▸ **Brief A**:
In the text on computing screen coordinates from 3D vertices, what value should the added W-component have when a vertex is extended to a homogeneous coordinate?
▸ **Brief B**:
Could you carry on the text about computing screen coordinates from 3D vertices, picking up right after its last line?

▸ **Source document**:
------------------------------------------------------------
I'm rather new to all of this, I've got a fair grasp on matrix math, but I'm not as skilled as I would like to be in 3D graphics. Does anyone here know a way, given the 3D, non-transformed coordinates of a model's vertexes, and also given the matricies which will be applied to it, to actually come up with the screen coordinates, without using OpenGL's gluProject function? Can you see something blatantly obvious that I'm missing in my code? (I'll clarify when possible, I know it's rough, this is a prototype I'm working on, cleanliness isn't a high priority)
Thanks a bunch!
PS: As I understand it, currentMatrix, which I pull from the DS's registers, should be giving me the combined projection, translation, and rotation matrix, as it should be the exact matrix that's going to be used for the translation by the DS's own hardware, at least according to the specs at GBATEK. In practise, it doesn't seem to actually have the projection coordinates applied to it, which I suppose has something to do with my issues. But I'm not sure, as calculating the projection myself isn't generating different results.
That is almost correct.
The correct steps are:
Multiply Modelview with Projection matrix (as you've already did).
Extend your 3D vertex to a homogeneous coordinate by adding a W-component with value 1. E.g your (x,y,z)-vector becomes (x,y,z,w) with w = 1.
Multiply this vector with the matrix product. Your matrix should be 4x4 and your vector of size 4. The result will be a vector of size4 as well (don't drop w yet!). The result of this multiplication is your vector in clip-space. FYI: You can already do a couple of very useful things here with this vector: Test if the point is on the screen. The six conditions are:
x &lt -w : Point is outside the screen (left of the viewport)
------------------------------------------------------------
[Stored data entries]
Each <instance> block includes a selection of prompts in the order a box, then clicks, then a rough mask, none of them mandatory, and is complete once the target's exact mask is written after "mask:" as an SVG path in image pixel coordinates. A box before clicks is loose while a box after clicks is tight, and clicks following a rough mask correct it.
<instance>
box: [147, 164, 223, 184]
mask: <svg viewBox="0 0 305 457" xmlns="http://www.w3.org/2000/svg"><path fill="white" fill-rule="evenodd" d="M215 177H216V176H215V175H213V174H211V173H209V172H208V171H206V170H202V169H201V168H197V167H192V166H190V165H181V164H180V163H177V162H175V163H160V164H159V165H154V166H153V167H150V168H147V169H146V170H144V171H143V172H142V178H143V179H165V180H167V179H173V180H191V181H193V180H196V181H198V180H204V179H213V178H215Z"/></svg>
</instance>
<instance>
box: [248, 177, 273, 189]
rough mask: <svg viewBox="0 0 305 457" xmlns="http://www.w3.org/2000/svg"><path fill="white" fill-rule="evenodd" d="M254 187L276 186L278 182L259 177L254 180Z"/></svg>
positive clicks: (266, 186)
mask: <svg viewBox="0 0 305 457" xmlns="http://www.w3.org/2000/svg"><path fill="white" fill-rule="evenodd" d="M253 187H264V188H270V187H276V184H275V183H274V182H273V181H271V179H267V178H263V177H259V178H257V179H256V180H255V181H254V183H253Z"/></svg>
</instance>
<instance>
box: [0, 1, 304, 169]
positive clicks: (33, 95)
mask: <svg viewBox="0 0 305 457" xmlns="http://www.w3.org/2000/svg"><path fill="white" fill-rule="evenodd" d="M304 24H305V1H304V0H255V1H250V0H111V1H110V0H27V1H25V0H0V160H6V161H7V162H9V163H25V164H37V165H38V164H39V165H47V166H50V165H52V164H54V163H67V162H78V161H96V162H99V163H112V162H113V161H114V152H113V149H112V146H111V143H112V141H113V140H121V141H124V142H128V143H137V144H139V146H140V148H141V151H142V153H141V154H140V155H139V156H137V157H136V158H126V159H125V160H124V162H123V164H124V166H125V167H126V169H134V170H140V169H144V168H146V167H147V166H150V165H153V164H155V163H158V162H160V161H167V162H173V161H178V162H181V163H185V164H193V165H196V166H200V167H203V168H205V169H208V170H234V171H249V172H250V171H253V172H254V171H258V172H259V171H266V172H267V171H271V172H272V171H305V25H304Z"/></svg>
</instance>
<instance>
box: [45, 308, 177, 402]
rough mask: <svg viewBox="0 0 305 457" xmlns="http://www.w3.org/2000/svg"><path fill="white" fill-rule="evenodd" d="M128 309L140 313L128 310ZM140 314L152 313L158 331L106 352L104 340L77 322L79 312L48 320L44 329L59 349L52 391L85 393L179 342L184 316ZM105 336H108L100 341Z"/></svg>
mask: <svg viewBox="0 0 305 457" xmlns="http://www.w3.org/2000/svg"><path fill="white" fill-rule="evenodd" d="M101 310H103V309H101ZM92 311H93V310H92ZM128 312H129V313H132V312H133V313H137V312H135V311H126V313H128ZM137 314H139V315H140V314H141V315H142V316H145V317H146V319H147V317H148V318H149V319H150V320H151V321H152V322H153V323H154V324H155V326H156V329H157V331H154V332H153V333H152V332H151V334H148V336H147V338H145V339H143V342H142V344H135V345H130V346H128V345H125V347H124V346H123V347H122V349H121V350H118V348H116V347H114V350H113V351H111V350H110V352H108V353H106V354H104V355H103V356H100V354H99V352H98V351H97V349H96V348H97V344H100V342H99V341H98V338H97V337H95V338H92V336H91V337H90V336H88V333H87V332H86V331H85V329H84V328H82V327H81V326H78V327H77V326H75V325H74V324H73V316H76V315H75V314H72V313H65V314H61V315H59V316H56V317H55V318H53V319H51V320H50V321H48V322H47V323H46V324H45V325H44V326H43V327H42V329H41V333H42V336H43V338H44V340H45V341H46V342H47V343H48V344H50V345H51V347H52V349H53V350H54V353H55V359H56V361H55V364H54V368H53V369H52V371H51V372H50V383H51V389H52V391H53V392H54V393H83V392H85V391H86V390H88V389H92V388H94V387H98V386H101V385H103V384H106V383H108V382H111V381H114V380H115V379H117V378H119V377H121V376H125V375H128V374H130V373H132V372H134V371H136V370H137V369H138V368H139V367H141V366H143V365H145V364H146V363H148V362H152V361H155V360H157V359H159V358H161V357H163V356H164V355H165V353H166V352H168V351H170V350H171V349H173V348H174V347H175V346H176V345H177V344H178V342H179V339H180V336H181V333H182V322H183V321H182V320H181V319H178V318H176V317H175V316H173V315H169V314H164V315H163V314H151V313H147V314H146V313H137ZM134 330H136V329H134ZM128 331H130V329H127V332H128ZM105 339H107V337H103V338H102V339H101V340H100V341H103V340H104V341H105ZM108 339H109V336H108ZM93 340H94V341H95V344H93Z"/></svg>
------------------------------------------------------------
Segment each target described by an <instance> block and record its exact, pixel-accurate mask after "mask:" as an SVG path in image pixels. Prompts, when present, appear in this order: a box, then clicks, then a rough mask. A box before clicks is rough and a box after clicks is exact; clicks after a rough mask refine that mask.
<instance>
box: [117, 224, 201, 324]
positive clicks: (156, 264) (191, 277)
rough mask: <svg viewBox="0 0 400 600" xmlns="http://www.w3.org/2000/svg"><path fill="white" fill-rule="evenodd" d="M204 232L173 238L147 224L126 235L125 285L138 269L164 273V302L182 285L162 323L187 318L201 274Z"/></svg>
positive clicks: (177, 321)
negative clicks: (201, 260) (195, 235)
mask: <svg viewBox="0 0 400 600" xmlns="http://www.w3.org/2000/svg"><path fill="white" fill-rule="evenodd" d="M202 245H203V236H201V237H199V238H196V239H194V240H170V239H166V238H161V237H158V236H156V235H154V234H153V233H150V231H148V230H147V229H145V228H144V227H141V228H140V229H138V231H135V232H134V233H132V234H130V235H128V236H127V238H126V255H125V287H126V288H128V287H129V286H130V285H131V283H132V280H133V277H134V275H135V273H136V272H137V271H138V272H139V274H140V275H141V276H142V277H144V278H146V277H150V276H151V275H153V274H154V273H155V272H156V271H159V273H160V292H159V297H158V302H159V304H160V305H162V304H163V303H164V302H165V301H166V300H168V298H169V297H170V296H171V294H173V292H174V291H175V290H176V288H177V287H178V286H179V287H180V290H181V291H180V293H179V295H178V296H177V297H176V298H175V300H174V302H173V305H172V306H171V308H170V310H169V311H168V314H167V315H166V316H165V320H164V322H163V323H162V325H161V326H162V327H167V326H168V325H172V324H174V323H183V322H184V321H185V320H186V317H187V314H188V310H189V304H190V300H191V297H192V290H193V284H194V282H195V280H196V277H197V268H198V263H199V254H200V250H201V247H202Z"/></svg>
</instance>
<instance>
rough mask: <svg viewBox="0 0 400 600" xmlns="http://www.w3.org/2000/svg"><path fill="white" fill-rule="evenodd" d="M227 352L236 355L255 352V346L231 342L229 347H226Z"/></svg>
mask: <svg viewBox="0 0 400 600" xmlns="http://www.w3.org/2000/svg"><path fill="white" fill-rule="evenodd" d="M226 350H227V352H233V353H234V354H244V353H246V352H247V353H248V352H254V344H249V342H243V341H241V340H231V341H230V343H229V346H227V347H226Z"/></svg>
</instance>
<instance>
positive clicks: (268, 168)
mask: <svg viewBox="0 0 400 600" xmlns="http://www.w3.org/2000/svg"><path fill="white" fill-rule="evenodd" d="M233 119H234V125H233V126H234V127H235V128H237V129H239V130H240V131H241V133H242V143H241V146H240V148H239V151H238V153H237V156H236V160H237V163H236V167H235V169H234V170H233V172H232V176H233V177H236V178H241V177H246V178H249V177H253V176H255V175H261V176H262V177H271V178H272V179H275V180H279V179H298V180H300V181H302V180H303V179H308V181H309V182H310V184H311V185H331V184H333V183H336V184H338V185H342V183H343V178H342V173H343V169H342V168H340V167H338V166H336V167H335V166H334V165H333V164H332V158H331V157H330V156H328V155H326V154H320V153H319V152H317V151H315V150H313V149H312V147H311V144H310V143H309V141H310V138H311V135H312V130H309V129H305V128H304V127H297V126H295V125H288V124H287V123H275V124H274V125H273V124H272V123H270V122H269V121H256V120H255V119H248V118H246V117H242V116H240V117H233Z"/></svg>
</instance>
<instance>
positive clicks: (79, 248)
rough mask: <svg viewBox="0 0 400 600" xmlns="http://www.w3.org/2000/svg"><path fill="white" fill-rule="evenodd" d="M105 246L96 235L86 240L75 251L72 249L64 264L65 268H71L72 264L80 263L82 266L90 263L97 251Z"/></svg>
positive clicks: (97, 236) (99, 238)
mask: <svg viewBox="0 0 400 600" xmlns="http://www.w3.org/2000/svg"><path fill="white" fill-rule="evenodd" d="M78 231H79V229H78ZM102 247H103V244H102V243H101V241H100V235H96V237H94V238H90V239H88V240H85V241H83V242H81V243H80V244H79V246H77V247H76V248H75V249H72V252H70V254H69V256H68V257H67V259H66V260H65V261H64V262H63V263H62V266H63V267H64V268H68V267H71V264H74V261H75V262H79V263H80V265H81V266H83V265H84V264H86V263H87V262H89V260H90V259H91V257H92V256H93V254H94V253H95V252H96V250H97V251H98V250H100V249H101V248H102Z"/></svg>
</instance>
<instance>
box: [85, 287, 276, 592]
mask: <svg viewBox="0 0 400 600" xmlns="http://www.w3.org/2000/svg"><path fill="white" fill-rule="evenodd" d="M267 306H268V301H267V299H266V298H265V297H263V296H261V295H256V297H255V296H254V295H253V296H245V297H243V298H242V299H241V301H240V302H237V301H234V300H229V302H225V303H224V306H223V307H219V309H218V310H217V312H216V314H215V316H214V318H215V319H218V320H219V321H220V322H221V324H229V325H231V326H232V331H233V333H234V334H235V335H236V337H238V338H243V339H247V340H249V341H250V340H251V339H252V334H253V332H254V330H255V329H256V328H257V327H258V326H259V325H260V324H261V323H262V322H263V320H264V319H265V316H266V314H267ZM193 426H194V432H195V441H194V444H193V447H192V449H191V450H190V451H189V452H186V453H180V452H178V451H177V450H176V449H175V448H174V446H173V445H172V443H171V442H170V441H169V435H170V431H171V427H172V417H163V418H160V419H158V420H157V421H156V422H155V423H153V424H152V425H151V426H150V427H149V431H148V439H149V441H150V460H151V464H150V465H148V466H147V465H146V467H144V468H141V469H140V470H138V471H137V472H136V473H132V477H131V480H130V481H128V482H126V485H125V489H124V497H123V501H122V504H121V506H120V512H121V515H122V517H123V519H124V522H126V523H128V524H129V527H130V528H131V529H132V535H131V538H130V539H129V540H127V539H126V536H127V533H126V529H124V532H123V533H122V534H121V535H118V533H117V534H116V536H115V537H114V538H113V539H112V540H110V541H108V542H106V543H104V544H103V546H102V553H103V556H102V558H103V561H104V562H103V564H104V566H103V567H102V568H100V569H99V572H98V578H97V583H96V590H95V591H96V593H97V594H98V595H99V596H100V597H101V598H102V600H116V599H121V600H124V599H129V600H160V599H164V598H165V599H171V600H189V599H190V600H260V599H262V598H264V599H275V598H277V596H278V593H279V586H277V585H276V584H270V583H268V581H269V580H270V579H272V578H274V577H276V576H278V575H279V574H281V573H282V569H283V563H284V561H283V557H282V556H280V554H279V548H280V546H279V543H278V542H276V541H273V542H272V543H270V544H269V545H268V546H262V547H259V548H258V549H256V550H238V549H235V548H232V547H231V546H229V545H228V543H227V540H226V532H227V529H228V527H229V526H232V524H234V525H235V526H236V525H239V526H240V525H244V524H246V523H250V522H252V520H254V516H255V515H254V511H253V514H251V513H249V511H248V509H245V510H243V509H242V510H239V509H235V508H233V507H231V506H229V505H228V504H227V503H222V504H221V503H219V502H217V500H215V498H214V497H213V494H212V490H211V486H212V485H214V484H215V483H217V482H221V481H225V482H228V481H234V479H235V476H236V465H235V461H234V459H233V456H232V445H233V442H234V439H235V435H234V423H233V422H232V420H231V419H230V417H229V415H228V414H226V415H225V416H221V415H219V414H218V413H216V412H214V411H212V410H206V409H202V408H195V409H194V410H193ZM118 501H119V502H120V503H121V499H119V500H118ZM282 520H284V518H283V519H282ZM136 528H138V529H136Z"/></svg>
------------------------------------------------------------
▸ **Reply A**:
1

▸ **Reply B**:
x &gt W : Point is outside the screen (right of the viewport)
y &lt -w : Point is outside the screen (above the viewport)
y &gt w : Point is outside the screen (below the viewport)
z &lt -w : Point is outside the screen (beyond znear)
z &gt w : Point is outside the screen (beyond zfar)
Project your point into 2D space. To do this divide x and y by w:
x' = x / w;
y' = y / w;
If you're interested in the depth-value (e.g. what gets written to the zbuffer) you can project z as well:
z' = z / w
Note that the previous step won't work if w is zero. This case happends if your point is equal to the camera position. The best you could do in this case is to set x' and y' to zero. (will move the point into the center of the screen in the next step..).
Final Step: Get the OpenGL viewport coordinates and apply it:
x_screen = viewport_left + (x' + 1) * viewport_width * 0.5;
y_screen = viewport_top + (y' + 1) * viewport_height * 0.5;
Important: The y coordinate of your screen may be upside down. Contrary to most other graphic APIs in OpenGL y=0 denotes the bottom of the screen.
That's all.
I'll add some more thoughts to Nils' thorough answer.
don't use doubles. I'm not familiar with NDS, but I doubt it's got any hardware for double math.
I also doubt model view and projection are not already multiplied if you are reading the hardware registers. I have yet to see a hardware platform that does not use the full MVP in the registers directly.
the matrix storage into registers may or may not be in the same order as OpenGL. if they are not, the multiplication matrix-vector needs to be done in the other order.